==== Texto de estudio ====
El crecimiento cuantitativo que ha experimentado Salta en los últimos años es innegable. Tres datos lo confirman: cada año la Procesión del Milagro convoca a una mayor cantidad de fieles, y cada año también hay más pobres y aparecen más mujeres muertas en los pastizales.
A primera vista parece contradictorio que en una sociedad tan religiosa como la nuestra se produzcan fenómenos como la pobreza (que desnuda la falta de caridad cristiana) y el asesinato sistemático de mujeres indefensas, que exterioriza el desprecio de los lugareños hacia el quinto mandamiento.
Pero los salteños no se preocupan ni por lo uno ni por lo otro. Aplauden a rabiar las manifestaciones religiosas, sin importarles quién las organiza, ni a qué dios se venera. Un día puede ser la Iglesia, al siguiente los mismos fieles y más tarde el gobierno. Tampoco importa si se honra al Dios de los cristianos o la Pachamama. Las procesiones y las mortificaciones penitenciales se alternan en Salta con los bailes, con los excesos de alcohol y de drogas, con las agresiones sexuales, el maltrato familiar y la perversión de niños, en una sucesión tan rítmica y puntual que asustaría hasta a los astrónomos.
Los salteños, que viven 350 días de pecado al año, aprovechan los diez días del Milagro para golpearse el pecho con fuerza. Con este ejercicio, los lugareños creen poner el contador a cero y con esa certeza inconmovible empiezan la primavera, una larga estación de transgresiones que dura hasta septiembre del año siguiente.
Para la sociedad del double standard por excelencia, el alma es la como la ropa. Una vez manchada, se mete a la lavadora y solo hay que esperar que los verdes enzolves hagan su trabajo y la dejen otra vez en condiciones de ser usada y abusada.
Varias generaciones de salteños han comprendido que da igual la gravedad de los pecados que se cometan durante el año, porque la misericordia del Señor del Milagro es tan inmensa, que no pasará nada si en aquellos 350 días de gloria se puede pisotear a gusto la dignidad del prójimo, hacer añicos sus sentimientos y reducir sus derechos a papel mojado. Al fin y al cabo Nuestro Señor es tan comprensivo que termina perdonándonos y no nos manda espantosos terremotos para castigar nuestra lujuria o nuestra perversidad, como solía hacer antaño.
==== Datos de entrada ====
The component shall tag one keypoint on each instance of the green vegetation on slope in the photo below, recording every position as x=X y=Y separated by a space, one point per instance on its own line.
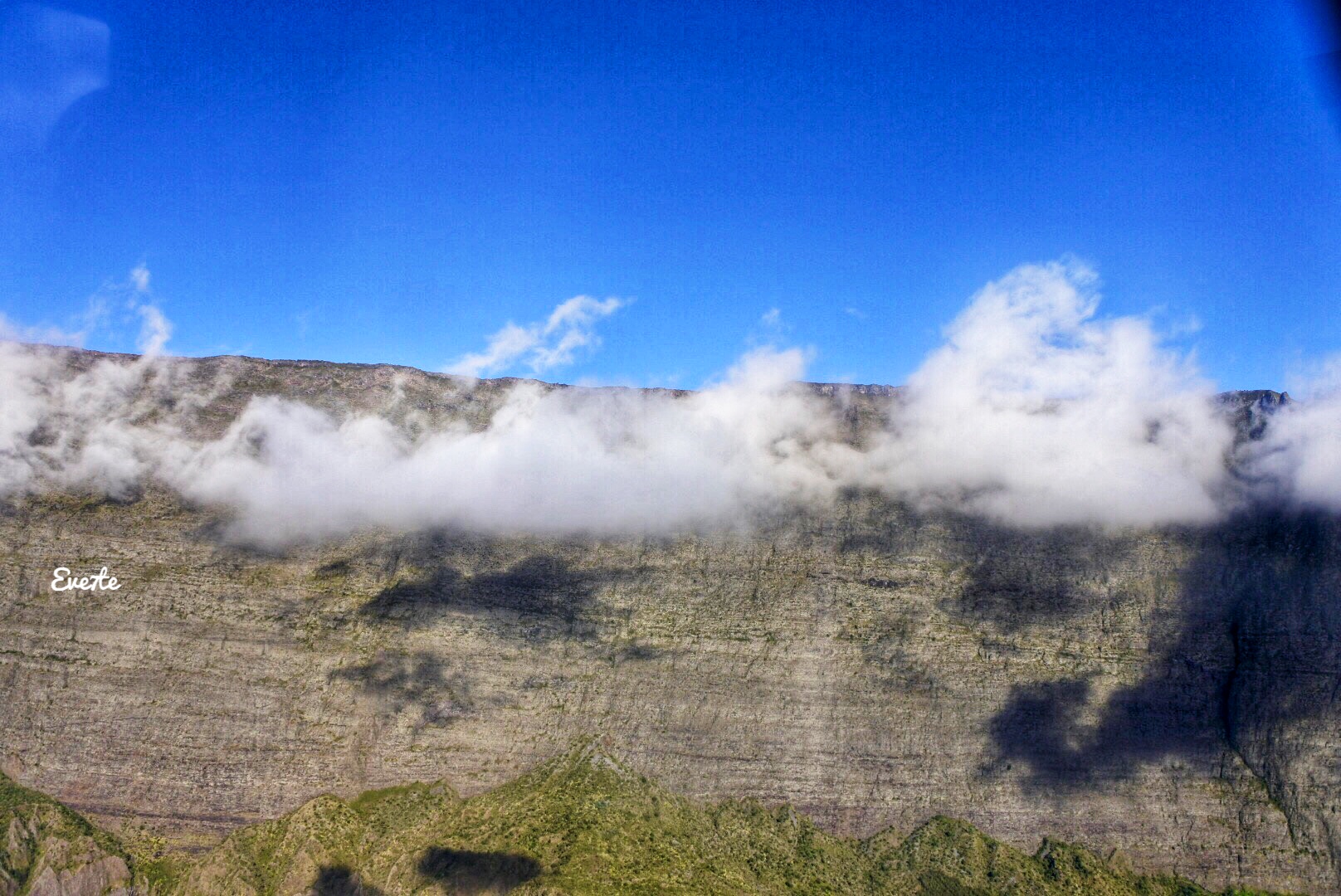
x=46 y=848
x=585 y=824
x=581 y=824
====
Resume en dos oraciones el párrafo del texto sobre Salta que comienza con «Los salteños, que viven 350 días de pecado al año», sin perder sus datos principales.

• [Tarea resuelta]: Los salteños pecan 350 días al año y aprovechan los diez días del Milagro para golpearse el pecho con fuerza, creyendo que así ponen el contador a cero. Con esa certeza inconmovible comienzan la primavera, una larga estación de transgresiones que dura hasta septiembre del año siguiente.